Point localization data

══════════

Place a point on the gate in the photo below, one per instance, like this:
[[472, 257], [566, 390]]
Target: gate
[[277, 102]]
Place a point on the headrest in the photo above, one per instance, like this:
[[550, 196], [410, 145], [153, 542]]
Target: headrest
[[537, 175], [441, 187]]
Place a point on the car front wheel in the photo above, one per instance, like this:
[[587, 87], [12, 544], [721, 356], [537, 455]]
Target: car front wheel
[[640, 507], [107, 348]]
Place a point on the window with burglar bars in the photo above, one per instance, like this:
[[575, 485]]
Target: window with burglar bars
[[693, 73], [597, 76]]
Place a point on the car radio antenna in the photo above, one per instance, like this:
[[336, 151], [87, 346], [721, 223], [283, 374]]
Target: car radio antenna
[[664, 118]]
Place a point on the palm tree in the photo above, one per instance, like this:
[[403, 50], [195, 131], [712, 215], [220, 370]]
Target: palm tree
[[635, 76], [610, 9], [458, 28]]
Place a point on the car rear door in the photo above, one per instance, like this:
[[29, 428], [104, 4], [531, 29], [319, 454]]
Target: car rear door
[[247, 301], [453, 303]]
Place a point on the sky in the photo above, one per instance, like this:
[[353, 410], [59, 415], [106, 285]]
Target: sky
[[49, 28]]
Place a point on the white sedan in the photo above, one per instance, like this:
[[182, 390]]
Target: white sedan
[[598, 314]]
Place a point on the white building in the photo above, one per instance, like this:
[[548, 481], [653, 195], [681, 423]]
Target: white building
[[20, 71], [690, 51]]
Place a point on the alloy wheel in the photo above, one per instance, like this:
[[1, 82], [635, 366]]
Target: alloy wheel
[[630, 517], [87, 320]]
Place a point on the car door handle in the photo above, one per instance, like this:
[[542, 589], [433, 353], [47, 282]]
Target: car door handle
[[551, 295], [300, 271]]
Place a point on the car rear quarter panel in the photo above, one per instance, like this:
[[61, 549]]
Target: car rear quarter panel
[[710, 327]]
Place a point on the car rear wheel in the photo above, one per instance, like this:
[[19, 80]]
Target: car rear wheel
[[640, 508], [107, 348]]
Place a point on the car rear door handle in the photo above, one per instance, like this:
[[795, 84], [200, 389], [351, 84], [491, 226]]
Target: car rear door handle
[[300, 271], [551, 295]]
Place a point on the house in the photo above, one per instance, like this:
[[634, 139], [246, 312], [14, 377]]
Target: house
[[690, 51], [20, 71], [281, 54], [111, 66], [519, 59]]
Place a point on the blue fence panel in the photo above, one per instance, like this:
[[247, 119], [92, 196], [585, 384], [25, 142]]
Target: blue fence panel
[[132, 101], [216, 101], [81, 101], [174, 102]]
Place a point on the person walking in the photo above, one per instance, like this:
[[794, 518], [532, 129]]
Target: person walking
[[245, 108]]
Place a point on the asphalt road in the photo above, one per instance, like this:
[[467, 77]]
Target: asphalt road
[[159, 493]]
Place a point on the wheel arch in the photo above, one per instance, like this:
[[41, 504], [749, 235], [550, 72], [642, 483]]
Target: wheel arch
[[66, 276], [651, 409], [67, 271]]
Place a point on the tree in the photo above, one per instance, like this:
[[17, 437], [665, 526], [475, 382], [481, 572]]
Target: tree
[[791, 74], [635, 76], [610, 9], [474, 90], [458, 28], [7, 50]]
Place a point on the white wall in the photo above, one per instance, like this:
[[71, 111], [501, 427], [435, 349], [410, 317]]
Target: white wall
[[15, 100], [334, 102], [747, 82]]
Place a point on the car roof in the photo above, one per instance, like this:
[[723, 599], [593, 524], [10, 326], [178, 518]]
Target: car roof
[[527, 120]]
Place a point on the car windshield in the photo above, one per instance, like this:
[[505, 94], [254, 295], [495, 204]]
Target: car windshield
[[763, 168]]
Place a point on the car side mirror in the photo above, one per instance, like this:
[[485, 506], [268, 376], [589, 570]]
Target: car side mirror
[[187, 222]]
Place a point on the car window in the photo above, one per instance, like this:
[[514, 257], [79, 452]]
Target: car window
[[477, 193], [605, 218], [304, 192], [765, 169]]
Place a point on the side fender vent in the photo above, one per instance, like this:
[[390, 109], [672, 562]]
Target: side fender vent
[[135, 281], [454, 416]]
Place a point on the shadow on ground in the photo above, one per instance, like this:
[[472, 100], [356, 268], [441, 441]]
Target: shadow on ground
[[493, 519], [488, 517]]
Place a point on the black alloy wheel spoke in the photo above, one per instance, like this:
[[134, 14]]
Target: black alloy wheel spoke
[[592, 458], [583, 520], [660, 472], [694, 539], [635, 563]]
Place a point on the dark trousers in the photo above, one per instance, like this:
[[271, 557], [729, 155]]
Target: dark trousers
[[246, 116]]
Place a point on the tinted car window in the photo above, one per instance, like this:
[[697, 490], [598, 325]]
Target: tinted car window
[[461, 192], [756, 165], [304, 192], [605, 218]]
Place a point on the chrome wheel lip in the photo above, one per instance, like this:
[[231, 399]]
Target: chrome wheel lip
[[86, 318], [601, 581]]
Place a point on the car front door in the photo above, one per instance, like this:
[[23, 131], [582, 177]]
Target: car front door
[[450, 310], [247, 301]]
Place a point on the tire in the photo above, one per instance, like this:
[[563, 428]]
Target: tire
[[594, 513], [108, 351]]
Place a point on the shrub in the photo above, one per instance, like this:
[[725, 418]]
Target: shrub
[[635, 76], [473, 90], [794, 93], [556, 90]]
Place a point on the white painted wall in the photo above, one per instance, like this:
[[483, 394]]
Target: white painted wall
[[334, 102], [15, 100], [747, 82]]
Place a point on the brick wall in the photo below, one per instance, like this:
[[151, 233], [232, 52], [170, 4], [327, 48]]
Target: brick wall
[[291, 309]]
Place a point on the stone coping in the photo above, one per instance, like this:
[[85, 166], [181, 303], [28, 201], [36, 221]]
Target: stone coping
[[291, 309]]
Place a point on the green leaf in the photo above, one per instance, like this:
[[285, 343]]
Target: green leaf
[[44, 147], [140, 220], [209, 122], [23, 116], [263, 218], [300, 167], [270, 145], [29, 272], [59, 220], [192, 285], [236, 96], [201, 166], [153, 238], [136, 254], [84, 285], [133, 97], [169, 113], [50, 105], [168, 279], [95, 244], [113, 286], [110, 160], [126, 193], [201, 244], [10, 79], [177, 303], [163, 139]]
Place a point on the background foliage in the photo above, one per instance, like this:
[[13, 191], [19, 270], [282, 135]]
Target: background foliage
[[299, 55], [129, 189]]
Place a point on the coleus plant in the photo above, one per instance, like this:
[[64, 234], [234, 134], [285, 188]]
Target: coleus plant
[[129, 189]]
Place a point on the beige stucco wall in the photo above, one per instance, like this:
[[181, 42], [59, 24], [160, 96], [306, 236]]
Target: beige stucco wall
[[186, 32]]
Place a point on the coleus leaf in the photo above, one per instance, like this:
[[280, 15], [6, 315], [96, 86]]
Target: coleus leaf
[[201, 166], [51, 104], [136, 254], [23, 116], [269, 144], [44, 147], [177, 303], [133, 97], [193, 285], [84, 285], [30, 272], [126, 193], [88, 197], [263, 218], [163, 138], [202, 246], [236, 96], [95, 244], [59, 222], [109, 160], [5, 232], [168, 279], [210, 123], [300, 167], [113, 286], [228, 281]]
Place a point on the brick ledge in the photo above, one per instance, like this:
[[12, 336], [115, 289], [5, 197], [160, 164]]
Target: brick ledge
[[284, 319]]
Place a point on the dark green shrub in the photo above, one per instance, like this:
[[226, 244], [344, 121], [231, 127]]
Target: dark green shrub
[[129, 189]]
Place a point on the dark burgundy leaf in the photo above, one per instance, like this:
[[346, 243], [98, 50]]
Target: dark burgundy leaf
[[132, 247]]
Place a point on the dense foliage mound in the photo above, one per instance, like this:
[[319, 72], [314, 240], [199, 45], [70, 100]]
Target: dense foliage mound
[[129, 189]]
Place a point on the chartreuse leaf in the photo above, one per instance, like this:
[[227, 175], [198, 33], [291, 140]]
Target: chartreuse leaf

══════════

**PROBLEM TO WORK ON:**
When a line of the records holds the word "below", copy that line.

**SOLUTION FOR THIS EXERCISE:**
Place a point on the gate in the photo below, one per instance, like this:
Place a point on the brick wall in the photo below, one per instance, like this:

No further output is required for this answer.